Without including any picture, copy the entries that follow word for word.

Region pointing data:
• • • • • • •

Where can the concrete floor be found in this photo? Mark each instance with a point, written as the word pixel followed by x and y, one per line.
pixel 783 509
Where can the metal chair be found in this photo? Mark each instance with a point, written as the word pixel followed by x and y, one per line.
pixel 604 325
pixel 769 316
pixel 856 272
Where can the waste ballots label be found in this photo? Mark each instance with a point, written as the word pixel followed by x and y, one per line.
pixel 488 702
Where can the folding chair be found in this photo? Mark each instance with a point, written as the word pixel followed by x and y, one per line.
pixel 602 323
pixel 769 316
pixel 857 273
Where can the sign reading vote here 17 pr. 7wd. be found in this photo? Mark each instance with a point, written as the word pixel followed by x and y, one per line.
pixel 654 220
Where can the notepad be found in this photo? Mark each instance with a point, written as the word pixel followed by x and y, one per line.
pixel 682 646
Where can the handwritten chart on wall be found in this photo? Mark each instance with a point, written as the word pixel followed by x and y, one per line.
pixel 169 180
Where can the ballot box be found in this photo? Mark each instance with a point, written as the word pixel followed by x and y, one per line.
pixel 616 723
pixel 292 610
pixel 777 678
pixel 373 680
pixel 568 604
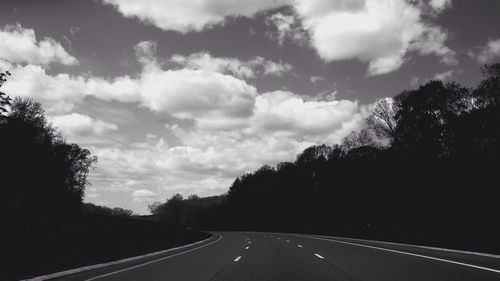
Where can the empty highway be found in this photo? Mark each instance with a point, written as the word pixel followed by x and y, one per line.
pixel 239 256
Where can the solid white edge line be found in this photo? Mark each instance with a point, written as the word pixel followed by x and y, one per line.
pixel 101 265
pixel 405 253
pixel 153 261
pixel 420 246
pixel 406 245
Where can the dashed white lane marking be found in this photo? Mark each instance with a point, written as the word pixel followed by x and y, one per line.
pixel 405 253
pixel 319 256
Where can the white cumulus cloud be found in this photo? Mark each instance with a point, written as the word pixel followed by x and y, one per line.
pixel 184 16
pixel 242 69
pixel 79 124
pixel 20 45
pixel 488 53
pixel 378 32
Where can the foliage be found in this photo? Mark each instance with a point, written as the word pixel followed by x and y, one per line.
pixel 429 183
pixel 42 174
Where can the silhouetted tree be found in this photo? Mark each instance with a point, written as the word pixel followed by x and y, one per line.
pixel 430 184
pixel 42 174
pixel 382 119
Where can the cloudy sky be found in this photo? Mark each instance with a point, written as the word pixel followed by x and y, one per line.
pixel 181 96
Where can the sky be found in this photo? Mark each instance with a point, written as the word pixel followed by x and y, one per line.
pixel 178 96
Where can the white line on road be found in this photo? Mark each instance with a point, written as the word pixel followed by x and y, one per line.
pixel 405 253
pixel 153 261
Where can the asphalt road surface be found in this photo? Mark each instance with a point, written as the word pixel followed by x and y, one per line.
pixel 239 256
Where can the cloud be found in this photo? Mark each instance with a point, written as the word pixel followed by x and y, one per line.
pixel 58 93
pixel 61 93
pixel 440 5
pixel 378 32
pixel 79 124
pixel 241 69
pixel 381 33
pixel 196 94
pixel 19 45
pixel 316 79
pixel 185 16
pixel 287 27
pixel 488 53
pixel 144 195
pixel 231 128
pixel 287 114
pixel 444 75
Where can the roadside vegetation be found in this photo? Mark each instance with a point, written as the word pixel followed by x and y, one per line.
pixel 424 169
pixel 45 225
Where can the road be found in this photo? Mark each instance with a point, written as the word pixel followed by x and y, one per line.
pixel 239 256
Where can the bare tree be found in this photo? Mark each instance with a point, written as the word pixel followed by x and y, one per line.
pixel 382 120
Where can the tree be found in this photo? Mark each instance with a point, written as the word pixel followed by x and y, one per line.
pixel 4 99
pixel 357 139
pixel 382 119
pixel 43 176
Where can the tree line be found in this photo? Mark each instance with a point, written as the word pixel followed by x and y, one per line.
pixel 423 169
pixel 43 177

• • • • • • •

The answer:
Where can the concrete floor be found in this photo? Mark each instance with a point, written as the word pixel followed by x and y, one per line.
pixel 783 509
Where can the metal chair be found in this photo? Mark each instance with a point, written as the word pixel followed by x and y, one per line.
pixel 604 325
pixel 769 316
pixel 856 272
Where can the waste ballots label be found in this photo? Mark each instance with a point, written as the word pixel followed by x and y, one per line.
pixel 488 702
Where can the folding chair be found in this photo? Mark each instance with a point, written as the word pixel followed by x and y, one per line.
pixel 602 323
pixel 769 316
pixel 857 273
Where can the sign reading vote here 17 pr. 7wd. be found in this photo? Mark each instance with a point, written as the word pixel followed by x and y, one per line.
pixel 654 220
Where can the notepad be found in this photo? Mark each instance with a point, written as the word pixel followed by x and y, one per line.
pixel 682 646
Where can the handwritten chart on wall be found in this photo? Mark each instance with a point, written as the word pixel followed by x and y, one per line.
pixel 169 180
Where can the ballot box be found in this photo? Mark each instance with a point, written as the word pixel followed by x and y, one per line.
pixel 616 723
pixel 292 610
pixel 777 678
pixel 373 680
pixel 568 604
Where can the empty highway be found in this photo? Mark each instance with a point, written as the word pixel followed by x and y, one per line.
pixel 239 256
Where can the solid white edge line be found in this photo? Mark each instance with a point, written as the word pixel followed by x and y, one per line.
pixel 101 265
pixel 405 253
pixel 153 261
pixel 420 246
pixel 406 245
Where can the dashed white lane marking be found in this photo? Mark each instance with a point, written as the word pixel followed by x and y, one per line.
pixel 405 253
pixel 319 256
Where can the white cumulus cloud be found in this photo? Mark each instance with a point, written as the word pixel followed by x and y, one per line.
pixel 184 16
pixel 242 69
pixel 79 124
pixel 20 45
pixel 488 53
pixel 378 32
Where can the foliage be found in this photo? Mark each instance with a point, written as the word pixel followed by x and y, one per line.
pixel 429 183
pixel 42 174
Where can the silhouetted tree be found in this photo? Mark each instance with a point, written as the word pixel followed by x and y, one per line.
pixel 430 184
pixel 42 174
pixel 382 119
Where can the cloudy sky be found in this photo? Mark each instance with a point, written as the word pixel followed by x and y, one per line.
pixel 181 96
Where can the sky be found in this photo? Mark each instance with a point, written as the word pixel followed by x and y, one per line.
pixel 178 96
Where can the white line on road be found in this photo? Mark each instance with a point, written as the word pixel followed by x and y, one per line.
pixel 405 253
pixel 153 261
Where can the asphalt road surface be found in this photo? Mark each instance with a point, written as the word pixel followed by x and y, one per line.
pixel 239 256
Where can the cloud be found in this photo? Mark each instance with a point, written as the word pixel followed by x and y, one per line.
pixel 58 93
pixel 61 93
pixel 440 5
pixel 378 32
pixel 79 124
pixel 241 69
pixel 381 33
pixel 196 94
pixel 19 45
pixel 316 79
pixel 185 16
pixel 287 27
pixel 488 53
pixel 144 195
pixel 231 128
pixel 287 114
pixel 444 75
Where can the roadside vegetation be found in this photo? Mark each instance with a point, written as the word pixel followed by x and y, one per line.
pixel 424 169
pixel 45 225
Where can the road be found in this photo? Mark each instance with a point, written as the word pixel followed by x and y, one per line.
pixel 239 256
Where can the bare tree be found in this photo? Mark each instance with a point, written as the word pixel followed by x and y, one per line.
pixel 382 120
Where can the tree be found in this photo? Mark each instance with a point, written as the word pixel followed by x and y, one per line.
pixel 4 99
pixel 357 139
pixel 382 119
pixel 43 176
Where can the tree line be found in this photo? Mark each instance with a point, written as the word pixel followed by x and y, one per line.
pixel 423 169
pixel 43 177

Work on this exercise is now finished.